**Excerpt to read:**

Sync dwh_inventory Tables from CI DWH to On-Premise MySQL

This is a simple version of the tool I'm working on for syncing tables from the NetApp Cloud Insights DWH to an On-Premise MySQL DB. This tool will handle dwh_inventory type tables (dwh_inventory tables are recreated after every ETL, so for syncing they are quite easy, since we just truncate the destination table, and pull everything across from the CI DWH table.)

The tables must already exist in the On-Premise MySQL DB for this to work. Creating the tables is quite simple if you have access to the NetApp OnCommand Insight Data Warehouse, as you can just run "SHOW CREATE TABLE" to see the syntax to create the table.

Save the script as say CiDwhFullTableSync.py and run with this syntax:

python CiDwhFullTableSync.py tokenFile.txt https://YOURTENANT.cloudinsights.netapp.com dwh_inventory storage -mysqlHost SQLSERVERFQDN -mysqlUser USER -mysqlPass PASS -mysqlPort PORT

Your API token should be in the tokenFile.txt. You don't have to specify the mysql parameters as the tool with create the insert commands for you to validate before doing the inserts yourself.

**Aim of the task:**
Copy out the note on syncing dwh_inventory tables to an on-premise MySQL database word for word, in full.

**Stored records:**
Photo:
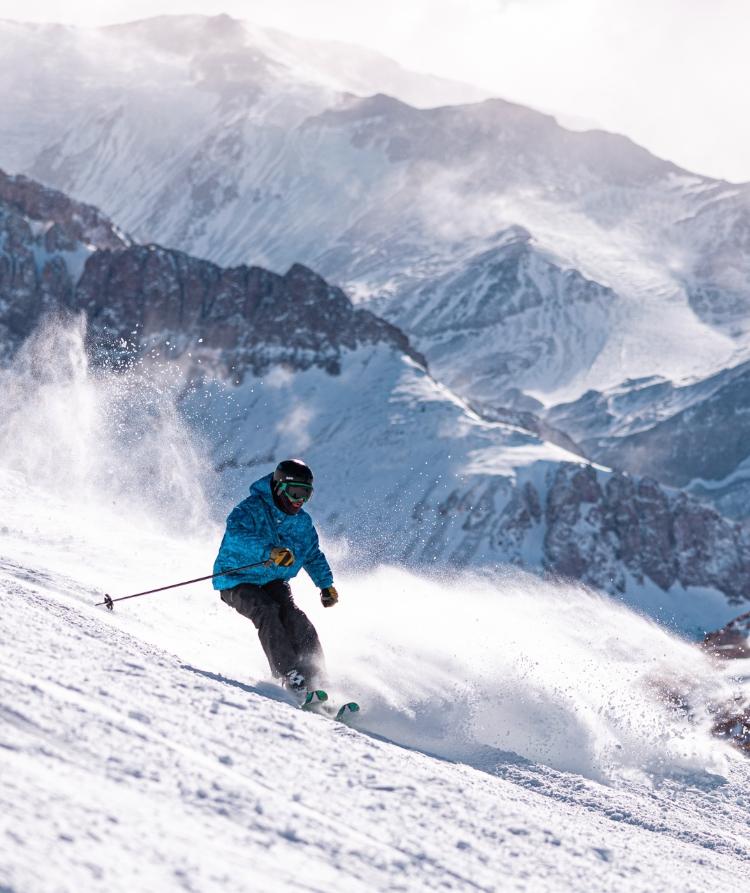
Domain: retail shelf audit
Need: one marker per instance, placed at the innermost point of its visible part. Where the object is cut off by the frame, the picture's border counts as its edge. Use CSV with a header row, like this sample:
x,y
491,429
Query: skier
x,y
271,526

* * *

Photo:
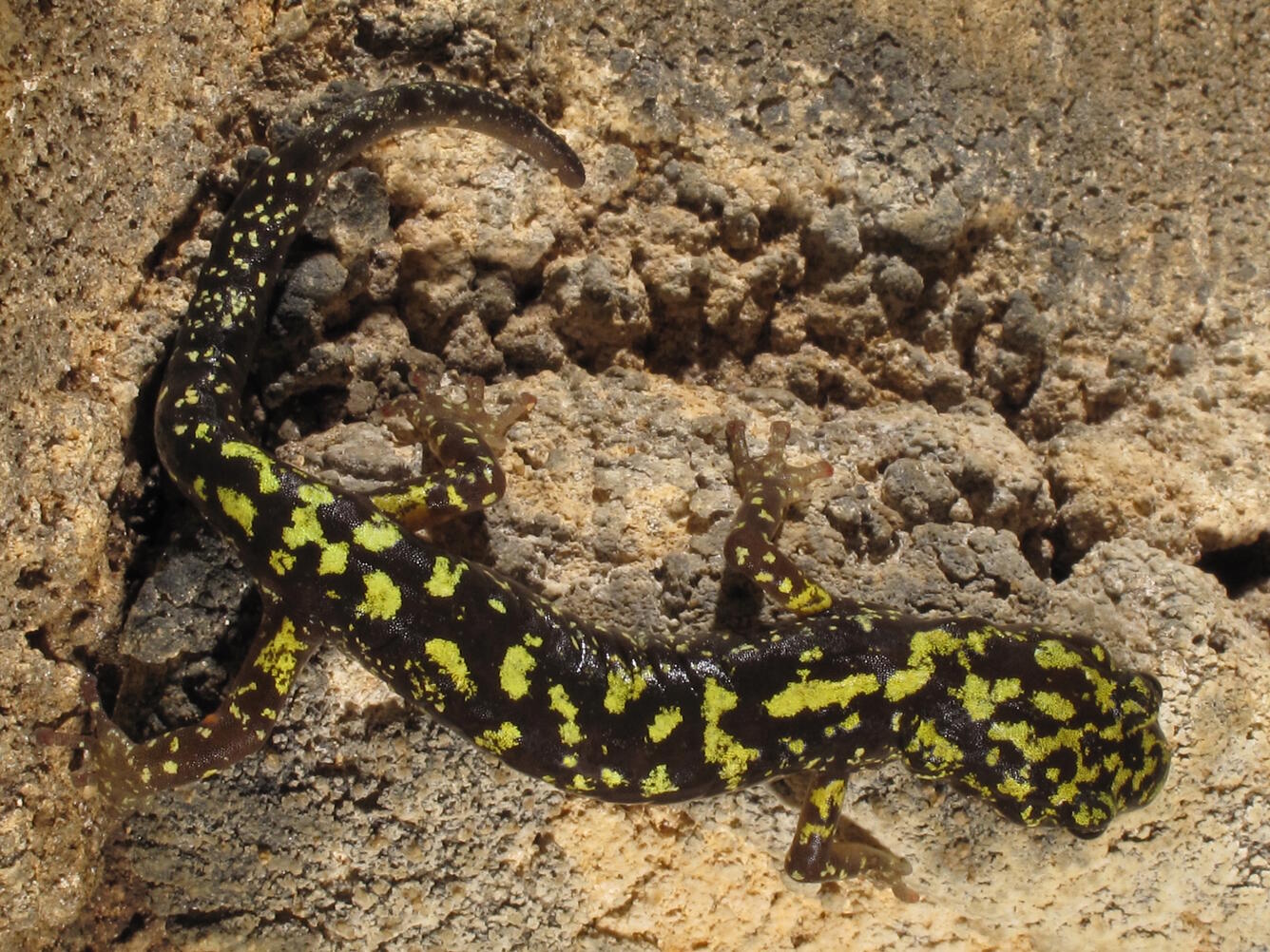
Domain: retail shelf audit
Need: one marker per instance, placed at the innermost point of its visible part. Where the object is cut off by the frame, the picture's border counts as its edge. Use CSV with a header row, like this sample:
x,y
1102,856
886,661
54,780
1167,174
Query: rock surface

**Written reply:**
Sync dwh_inventory Tables from CI DWH to On-Premise MySQL

This is a simple version of the tool I'm working on for syncing tables from the NetApp Cloud Insights DWH to an On-Premise MySQL DB. This tool will handle dwh_inventory type tables (dwh_inventory tables are recreated after every ETL, so for syncing they are quite easy, since we just truncate the destination table, and pull everything across from the CI DWH table.)

The tables must already exist in the On-Premise MySQL DB for this to work. Creating the tables is quite simple if you have access to the NetApp OnCommand Insight Data Warehouse, as you can just run "SHOW CREATE TABLE" to see the syntax to create the table.

Save the script as say CiDwhFullTableSync.py and run with this syntax:

python CiDwhFullTableSync.py tokenFile.txt https://YOURTENANT.cloudinsights.netapp.com dwh_inventory storage -mysqlHost SQLSERVERFQDN -mysqlUser USER -mysqlPass PASS -mysqlPort PORT

Your API token should be in the tokenFile.txt. You don't have to specify the mysql parameters as the tool with create the insert commands for you to validate before doing the inserts yourself.